Of the entries below, return exactly those lines that fall between the one containing "pixel 573 220" and the one containing "pixel 359 84", the two end lines included.
Input data Block Start
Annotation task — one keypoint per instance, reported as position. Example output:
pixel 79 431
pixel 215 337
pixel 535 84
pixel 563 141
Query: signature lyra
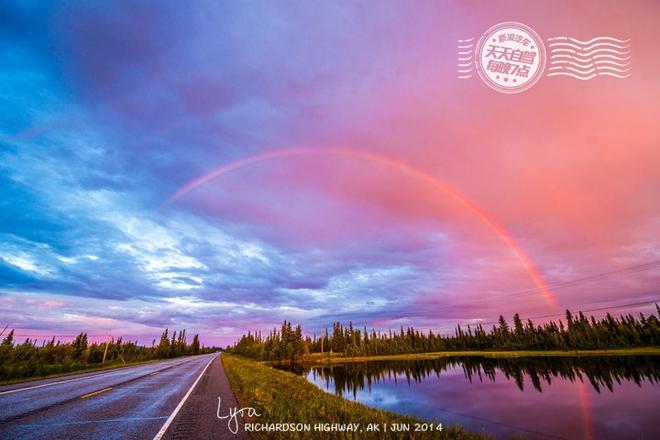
pixel 232 417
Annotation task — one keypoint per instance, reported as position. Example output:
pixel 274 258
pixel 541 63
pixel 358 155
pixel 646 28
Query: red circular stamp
pixel 510 57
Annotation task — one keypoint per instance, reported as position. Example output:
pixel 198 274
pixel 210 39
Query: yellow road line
pixel 96 392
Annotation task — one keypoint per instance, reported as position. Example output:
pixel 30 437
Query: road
pixel 172 399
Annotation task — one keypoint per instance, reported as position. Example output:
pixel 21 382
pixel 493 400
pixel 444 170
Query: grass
pixel 109 366
pixel 282 397
pixel 318 358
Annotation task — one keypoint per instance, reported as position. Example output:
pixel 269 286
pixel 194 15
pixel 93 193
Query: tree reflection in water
pixel 600 371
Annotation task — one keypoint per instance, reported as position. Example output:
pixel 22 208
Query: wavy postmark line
pixel 591 46
pixel 602 64
pixel 607 52
pixel 465 50
pixel 559 59
pixel 588 71
pixel 575 40
pixel 584 78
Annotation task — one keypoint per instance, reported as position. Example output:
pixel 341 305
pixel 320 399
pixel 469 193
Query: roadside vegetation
pixel 31 359
pixel 283 397
pixel 576 332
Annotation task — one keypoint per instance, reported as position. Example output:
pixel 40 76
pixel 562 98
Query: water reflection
pixel 600 371
pixel 562 397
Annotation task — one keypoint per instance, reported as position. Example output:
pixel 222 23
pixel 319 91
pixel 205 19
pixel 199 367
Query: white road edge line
pixel 169 421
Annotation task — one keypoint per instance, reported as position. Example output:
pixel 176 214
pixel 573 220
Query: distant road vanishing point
pixel 169 399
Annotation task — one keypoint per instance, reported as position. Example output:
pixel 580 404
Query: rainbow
pixel 418 173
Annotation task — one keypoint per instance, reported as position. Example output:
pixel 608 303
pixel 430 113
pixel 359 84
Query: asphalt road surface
pixel 170 399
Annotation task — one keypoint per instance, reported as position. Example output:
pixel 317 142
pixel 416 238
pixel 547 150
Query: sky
pixel 353 176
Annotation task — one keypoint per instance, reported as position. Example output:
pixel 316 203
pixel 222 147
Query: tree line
pixel 31 359
pixel 577 332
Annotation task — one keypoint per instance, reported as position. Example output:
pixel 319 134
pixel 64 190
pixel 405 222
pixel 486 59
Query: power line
pixel 577 281
pixel 619 306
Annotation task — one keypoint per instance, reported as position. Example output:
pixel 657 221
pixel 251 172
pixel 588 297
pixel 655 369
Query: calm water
pixel 573 398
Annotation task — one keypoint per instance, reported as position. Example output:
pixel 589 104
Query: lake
pixel 615 397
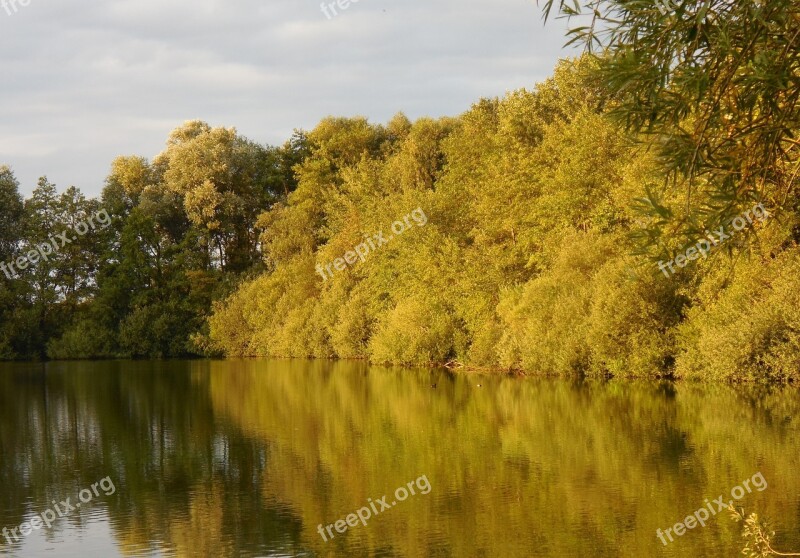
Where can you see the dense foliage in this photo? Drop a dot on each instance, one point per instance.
(533, 253)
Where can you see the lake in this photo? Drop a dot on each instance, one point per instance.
(294, 458)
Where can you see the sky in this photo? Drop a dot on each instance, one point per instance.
(84, 81)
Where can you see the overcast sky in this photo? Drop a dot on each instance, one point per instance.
(84, 81)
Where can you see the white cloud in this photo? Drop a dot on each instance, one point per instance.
(85, 80)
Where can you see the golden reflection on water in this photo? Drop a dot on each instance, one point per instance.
(248, 458)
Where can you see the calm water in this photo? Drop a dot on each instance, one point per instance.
(248, 458)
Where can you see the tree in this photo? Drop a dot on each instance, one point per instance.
(713, 87)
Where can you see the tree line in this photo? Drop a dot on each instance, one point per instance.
(551, 214)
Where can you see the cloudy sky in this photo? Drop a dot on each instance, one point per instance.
(86, 80)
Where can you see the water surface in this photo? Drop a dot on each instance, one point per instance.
(249, 458)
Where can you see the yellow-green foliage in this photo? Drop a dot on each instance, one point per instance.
(749, 329)
(525, 261)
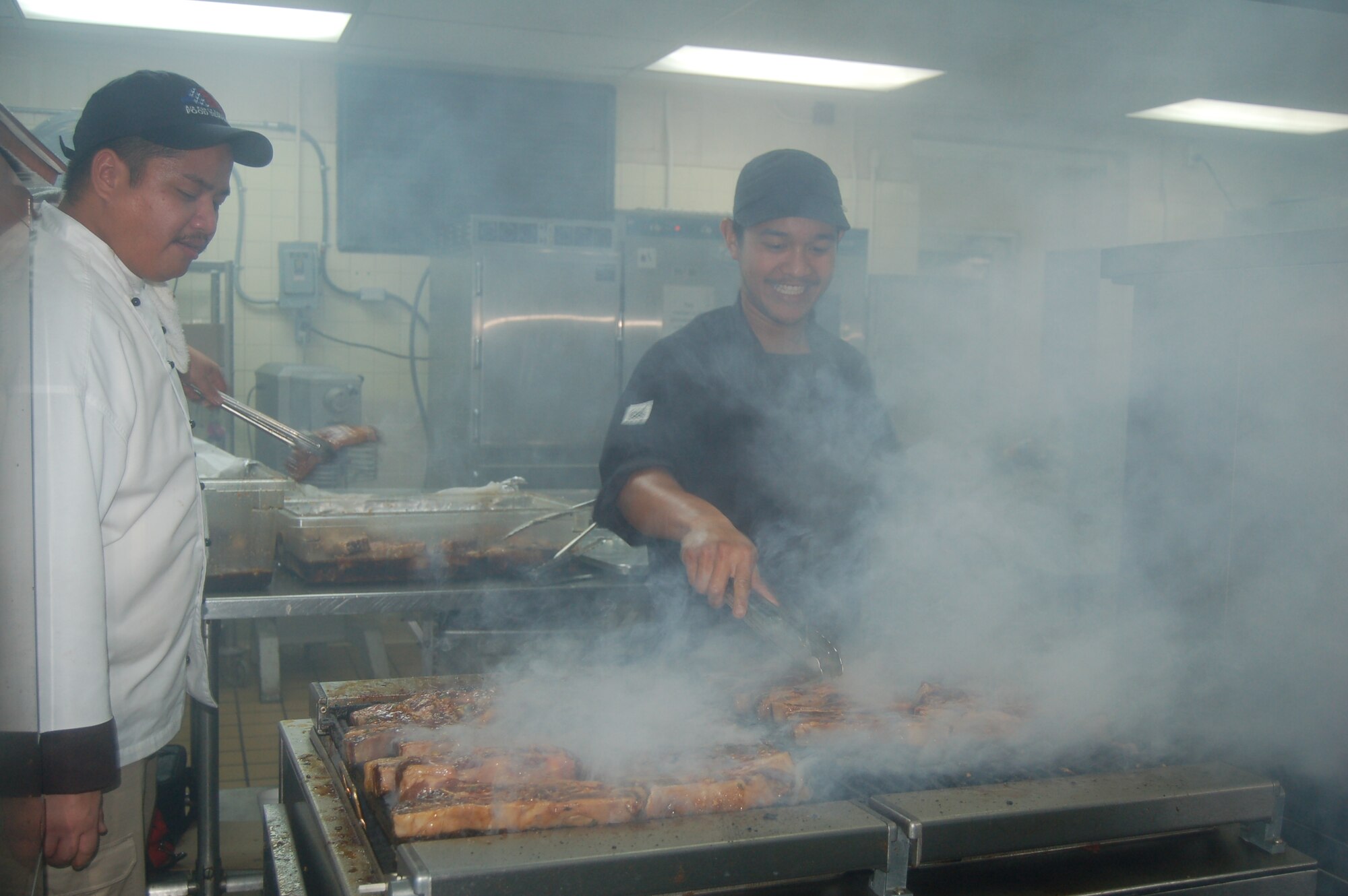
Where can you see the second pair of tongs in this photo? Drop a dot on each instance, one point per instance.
(295, 439)
(792, 634)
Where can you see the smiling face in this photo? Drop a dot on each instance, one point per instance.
(785, 267)
(165, 220)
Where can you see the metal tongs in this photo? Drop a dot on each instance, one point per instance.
(548, 518)
(307, 443)
(789, 631)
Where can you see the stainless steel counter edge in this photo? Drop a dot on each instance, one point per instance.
(1037, 814)
(282, 874)
(663, 856)
(289, 598)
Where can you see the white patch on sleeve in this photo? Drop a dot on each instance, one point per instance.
(638, 414)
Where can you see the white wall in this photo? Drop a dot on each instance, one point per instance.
(681, 148)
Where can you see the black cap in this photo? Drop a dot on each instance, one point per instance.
(168, 110)
(788, 184)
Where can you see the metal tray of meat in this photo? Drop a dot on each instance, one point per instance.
(448, 536)
(242, 513)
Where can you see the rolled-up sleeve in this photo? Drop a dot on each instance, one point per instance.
(654, 426)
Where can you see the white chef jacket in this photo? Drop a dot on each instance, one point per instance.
(119, 515)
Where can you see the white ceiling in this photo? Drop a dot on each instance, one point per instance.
(1082, 63)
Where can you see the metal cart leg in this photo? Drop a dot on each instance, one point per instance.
(269, 661)
(206, 763)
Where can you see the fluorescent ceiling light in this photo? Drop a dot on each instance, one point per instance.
(787, 69)
(1248, 115)
(196, 15)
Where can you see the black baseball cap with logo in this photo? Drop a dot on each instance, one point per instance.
(788, 184)
(164, 108)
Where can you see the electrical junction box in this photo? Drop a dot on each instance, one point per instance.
(299, 267)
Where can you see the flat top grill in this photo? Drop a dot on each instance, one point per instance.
(886, 836)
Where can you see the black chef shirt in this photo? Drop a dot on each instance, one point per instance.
(785, 445)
Input data Block End
Written response:
pixel 573 220
Query: distant road vanishing point
pixel 169 399
Annotation task — one keypoint per instance, reported as position. Example output:
pixel 580 404
Query: rainbow
pixel 418 173
Annotation task — one keypoint per instance, reported as position. Example output:
pixel 608 303
pixel 430 113
pixel 359 84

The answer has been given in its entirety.